═══ Text shown ═══

2. The Polish Government (“the Government”) were represented by their Agent, Ms J. Chrzanowska , of the Ministry of Foreign Affairs.
3. The applicant complained under Article 6 § 1 of the Convention about the excessive length of proceedings which started on the day of his arrest on 28 December 1998.
4. On 7 July 2015 the application was communicated to the Polish Government pursuant to Rule 54 § 2 (b) of the Rules of Court, by virtue of the ninth operative provision of the pilot-judgment given in the case of Rutkowski and Others v. Poland (see Rutkowski and Others v. Poland , nos. 72287/10 and 2 others, §§ 223-228 and the ninth operative provision, 7 July 2015).
5. On 30 January 2017 the Court received a letter from the Government stating that the matter raised in the application had already been resolved in the application no. 73362/10, lodged by the same applicant.

═══ Provided data ═══

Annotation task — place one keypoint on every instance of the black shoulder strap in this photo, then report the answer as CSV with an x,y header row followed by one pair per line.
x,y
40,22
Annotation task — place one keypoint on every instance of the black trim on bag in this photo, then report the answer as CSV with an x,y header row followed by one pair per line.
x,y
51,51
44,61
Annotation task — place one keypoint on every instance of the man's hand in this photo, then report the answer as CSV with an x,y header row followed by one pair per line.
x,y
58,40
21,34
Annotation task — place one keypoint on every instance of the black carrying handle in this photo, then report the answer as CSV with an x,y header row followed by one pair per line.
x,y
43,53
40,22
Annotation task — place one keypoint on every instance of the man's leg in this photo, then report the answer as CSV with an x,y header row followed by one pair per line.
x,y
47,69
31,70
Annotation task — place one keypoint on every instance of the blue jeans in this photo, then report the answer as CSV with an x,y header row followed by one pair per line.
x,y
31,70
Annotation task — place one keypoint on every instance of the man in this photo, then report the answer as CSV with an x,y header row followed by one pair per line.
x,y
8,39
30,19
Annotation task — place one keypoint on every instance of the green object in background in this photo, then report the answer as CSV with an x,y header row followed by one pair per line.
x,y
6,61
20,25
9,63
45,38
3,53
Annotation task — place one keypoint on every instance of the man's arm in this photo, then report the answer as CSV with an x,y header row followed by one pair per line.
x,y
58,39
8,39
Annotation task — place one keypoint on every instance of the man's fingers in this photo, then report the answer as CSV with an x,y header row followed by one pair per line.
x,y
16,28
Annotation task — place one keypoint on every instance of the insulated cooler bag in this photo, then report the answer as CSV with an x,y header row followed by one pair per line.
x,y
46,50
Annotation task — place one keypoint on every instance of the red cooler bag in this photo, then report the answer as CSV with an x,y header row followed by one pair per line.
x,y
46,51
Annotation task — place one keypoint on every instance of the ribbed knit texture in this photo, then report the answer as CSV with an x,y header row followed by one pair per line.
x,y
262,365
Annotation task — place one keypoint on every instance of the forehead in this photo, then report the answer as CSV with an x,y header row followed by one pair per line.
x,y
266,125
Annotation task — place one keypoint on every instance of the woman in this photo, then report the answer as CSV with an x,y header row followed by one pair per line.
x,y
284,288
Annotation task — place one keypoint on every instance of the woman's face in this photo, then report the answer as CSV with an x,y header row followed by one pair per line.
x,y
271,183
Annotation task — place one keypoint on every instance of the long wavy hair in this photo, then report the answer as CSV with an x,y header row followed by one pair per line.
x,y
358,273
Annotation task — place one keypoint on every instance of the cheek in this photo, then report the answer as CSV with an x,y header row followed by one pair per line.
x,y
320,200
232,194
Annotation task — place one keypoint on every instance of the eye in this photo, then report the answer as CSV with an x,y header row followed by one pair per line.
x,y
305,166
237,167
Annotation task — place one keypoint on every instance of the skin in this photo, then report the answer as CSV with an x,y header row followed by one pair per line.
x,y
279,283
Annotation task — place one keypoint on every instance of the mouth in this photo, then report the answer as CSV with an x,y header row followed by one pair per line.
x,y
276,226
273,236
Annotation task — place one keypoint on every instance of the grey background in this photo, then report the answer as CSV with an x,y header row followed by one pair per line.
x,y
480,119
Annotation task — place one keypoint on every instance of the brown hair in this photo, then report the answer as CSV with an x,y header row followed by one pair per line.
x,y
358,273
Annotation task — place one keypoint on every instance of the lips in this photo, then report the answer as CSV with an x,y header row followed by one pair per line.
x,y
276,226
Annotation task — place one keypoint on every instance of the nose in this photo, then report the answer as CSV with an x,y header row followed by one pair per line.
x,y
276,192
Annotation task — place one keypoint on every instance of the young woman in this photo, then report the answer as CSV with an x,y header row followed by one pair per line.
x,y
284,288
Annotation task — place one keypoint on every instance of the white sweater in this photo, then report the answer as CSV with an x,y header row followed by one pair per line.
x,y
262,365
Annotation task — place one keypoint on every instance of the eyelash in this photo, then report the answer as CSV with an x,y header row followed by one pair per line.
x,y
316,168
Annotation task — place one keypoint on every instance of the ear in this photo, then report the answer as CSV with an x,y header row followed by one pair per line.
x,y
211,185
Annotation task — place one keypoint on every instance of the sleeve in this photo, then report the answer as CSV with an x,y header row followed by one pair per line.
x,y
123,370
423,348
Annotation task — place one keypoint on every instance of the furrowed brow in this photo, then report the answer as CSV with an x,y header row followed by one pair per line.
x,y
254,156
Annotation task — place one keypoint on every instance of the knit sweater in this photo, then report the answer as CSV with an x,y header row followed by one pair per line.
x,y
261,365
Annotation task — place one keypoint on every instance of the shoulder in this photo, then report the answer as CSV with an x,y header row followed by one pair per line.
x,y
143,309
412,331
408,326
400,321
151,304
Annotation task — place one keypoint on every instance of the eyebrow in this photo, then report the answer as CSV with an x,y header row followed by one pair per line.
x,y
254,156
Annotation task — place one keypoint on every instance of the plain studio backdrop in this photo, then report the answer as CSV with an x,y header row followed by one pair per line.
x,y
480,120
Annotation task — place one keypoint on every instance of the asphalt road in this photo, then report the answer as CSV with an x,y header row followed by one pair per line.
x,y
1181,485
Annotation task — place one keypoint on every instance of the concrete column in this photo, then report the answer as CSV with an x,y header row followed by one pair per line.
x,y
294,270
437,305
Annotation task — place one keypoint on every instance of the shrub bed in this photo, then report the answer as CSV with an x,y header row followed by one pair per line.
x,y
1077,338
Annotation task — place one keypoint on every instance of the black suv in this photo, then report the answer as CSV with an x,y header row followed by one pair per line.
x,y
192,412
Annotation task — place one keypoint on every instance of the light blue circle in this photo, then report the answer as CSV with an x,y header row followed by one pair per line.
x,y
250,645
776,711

═══

• Your instructions: Retype the part of the court case text starting at "2. The Polish" and ending at "the same applicant.".

• Answer in full:
2. The Polish Government (“the Government”) were represented by their Agent, Ms J. Chrzanowska , of the Ministry of Foreign Affairs.
3. The applicant complained under Article 6 § 1 of the Convention about the excessive length of proceedings which started on the day of his arrest on 28 December 1998.
4. On 7 July 2015 the application was communicated to the Polish Government pursuant to Rule 54 § 2 (b) of the Rules of Court, by virtue of the ninth operative provision of the pilot-judgment given in the case of Rutkowski and Others v. Poland (see Rutkowski and Others v. Poland , nos. 72287/10 and 2 others, §§ 223-228 and the ninth operative provision, 7 July 2015).
5. On 30 January 2017 the Court received a letter from the Government stating that the matter raised in the application had already been resolved in the application no. 73362/10, lodged by the same applicant.